◆ What is required:
Wherever the line with "Target: dark hull" sits in the listing below, transcribe from it up to and including the line with "of the pennant", exactly, and leave the remaining lines out.

□ □ □ □ □

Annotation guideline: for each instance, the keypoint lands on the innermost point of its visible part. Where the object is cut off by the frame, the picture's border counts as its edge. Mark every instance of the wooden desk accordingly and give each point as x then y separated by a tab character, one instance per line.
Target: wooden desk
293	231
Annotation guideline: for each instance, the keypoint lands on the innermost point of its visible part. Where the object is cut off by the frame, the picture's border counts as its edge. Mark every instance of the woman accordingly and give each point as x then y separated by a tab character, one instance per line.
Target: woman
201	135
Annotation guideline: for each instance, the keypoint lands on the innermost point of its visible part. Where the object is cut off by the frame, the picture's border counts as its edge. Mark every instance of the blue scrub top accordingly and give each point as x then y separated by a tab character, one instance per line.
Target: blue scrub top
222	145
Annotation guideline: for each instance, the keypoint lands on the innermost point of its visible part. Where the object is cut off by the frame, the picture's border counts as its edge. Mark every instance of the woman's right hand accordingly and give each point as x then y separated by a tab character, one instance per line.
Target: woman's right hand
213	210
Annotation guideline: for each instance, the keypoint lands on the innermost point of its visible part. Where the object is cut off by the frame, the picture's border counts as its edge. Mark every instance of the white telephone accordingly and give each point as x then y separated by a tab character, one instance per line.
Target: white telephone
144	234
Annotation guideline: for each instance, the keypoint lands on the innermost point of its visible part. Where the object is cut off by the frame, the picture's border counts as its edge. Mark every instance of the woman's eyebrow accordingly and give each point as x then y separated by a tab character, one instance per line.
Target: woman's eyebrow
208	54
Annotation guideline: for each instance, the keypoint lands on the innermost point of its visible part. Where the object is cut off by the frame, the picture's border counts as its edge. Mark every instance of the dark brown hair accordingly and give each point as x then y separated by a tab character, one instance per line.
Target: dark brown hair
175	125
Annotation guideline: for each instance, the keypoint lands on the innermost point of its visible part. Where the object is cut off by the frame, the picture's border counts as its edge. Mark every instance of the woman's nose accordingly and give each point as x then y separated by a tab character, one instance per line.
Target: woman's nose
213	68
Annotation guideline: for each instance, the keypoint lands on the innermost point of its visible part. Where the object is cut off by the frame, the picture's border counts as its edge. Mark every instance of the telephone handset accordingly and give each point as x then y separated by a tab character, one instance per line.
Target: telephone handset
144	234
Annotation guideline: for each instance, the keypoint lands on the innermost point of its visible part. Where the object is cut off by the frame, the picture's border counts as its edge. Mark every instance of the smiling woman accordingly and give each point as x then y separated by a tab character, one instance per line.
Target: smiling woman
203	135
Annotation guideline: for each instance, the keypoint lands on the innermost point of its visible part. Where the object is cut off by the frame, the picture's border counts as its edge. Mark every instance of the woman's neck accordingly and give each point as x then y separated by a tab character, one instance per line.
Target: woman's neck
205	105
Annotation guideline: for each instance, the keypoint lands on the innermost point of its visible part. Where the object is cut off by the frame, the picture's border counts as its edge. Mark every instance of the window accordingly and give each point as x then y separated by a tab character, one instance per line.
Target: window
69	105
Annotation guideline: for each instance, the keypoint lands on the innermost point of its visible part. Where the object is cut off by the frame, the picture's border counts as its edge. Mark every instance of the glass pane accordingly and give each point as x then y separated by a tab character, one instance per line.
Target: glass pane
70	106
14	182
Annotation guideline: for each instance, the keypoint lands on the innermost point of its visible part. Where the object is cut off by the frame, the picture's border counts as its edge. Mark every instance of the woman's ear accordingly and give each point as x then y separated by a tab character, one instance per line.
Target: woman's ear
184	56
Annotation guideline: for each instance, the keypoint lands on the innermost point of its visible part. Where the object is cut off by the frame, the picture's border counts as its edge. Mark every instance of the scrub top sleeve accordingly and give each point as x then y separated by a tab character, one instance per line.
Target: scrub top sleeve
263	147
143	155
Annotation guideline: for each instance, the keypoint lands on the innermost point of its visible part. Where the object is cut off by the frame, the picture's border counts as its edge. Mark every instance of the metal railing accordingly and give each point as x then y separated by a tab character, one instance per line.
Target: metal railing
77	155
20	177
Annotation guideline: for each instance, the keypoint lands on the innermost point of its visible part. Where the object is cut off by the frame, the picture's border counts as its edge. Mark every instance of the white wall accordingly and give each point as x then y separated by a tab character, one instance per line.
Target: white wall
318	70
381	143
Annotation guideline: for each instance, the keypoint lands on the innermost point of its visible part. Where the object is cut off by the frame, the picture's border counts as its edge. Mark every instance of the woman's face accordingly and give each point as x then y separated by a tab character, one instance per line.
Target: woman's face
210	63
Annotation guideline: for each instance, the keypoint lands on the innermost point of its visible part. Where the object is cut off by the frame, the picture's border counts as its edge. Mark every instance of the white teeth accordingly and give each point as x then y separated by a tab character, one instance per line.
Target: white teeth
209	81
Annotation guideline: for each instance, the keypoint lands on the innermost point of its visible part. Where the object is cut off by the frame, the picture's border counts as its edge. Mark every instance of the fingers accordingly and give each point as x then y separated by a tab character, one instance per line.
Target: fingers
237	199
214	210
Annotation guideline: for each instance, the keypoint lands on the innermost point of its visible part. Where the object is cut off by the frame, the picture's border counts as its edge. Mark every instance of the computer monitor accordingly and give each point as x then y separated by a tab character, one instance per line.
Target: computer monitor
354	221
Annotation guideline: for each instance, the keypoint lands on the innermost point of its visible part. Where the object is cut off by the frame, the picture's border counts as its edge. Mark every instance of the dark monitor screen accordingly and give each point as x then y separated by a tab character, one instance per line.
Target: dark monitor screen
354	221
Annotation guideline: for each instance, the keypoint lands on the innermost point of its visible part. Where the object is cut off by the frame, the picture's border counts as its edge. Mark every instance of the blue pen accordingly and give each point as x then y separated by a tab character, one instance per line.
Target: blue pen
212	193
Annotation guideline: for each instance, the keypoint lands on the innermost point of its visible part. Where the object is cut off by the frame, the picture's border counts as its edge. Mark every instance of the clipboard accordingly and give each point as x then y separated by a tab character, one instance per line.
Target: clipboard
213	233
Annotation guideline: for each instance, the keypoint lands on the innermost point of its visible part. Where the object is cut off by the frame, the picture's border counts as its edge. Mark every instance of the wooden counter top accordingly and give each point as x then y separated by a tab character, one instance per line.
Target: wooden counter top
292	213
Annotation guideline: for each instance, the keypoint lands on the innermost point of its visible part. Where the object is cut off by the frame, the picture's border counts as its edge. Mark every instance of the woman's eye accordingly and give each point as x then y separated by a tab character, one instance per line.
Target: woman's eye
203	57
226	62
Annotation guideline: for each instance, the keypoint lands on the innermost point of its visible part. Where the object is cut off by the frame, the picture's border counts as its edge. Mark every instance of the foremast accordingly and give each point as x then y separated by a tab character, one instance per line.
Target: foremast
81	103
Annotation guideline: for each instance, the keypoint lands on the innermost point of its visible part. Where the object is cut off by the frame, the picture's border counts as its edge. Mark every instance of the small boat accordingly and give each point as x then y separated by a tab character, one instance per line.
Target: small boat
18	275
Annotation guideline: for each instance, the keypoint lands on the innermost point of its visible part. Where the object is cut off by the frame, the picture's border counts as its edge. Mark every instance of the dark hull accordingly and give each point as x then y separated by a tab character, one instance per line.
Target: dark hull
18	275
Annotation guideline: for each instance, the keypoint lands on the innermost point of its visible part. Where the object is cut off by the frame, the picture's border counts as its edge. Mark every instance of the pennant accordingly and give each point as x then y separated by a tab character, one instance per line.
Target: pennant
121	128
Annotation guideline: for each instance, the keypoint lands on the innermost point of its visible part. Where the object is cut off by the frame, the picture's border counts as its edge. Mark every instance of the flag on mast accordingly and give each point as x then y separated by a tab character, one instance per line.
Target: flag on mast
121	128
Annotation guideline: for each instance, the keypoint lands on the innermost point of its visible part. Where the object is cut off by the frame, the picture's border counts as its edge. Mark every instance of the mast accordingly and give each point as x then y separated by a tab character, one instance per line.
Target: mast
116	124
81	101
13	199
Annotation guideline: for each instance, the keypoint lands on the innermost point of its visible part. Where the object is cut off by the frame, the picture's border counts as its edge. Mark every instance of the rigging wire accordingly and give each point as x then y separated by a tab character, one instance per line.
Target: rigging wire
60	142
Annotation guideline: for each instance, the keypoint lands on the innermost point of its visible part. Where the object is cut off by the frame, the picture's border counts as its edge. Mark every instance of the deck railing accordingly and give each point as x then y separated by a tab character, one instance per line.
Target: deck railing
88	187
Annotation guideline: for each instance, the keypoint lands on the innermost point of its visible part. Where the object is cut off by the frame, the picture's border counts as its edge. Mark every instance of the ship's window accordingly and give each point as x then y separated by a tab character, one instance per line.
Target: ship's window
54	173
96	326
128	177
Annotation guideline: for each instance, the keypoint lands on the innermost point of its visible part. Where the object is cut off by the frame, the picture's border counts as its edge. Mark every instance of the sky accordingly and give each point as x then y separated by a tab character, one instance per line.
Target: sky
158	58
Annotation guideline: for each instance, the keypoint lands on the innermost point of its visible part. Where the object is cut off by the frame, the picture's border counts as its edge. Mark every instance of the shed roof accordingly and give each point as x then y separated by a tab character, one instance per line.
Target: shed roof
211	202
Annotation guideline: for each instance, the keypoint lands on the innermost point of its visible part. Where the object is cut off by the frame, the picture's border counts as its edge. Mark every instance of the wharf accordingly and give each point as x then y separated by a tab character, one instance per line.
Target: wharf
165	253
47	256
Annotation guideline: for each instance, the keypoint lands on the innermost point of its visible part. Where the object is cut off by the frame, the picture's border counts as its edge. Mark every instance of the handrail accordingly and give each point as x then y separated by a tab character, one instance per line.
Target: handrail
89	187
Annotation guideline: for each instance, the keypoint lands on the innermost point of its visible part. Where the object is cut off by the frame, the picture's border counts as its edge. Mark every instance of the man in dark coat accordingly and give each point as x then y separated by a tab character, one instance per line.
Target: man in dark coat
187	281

□ □ □ □ □

◆ Result of this exercise:
Target: dark hull
18	275
Annotation guideline: for each instance, the keypoint lands on the innermost point of its visible part. Where the object is cut off by the frame, the picture's border counts as its edge. Mark every instance of the pennant accordingly and give each point as x then y separated by a tab character, one instance per line.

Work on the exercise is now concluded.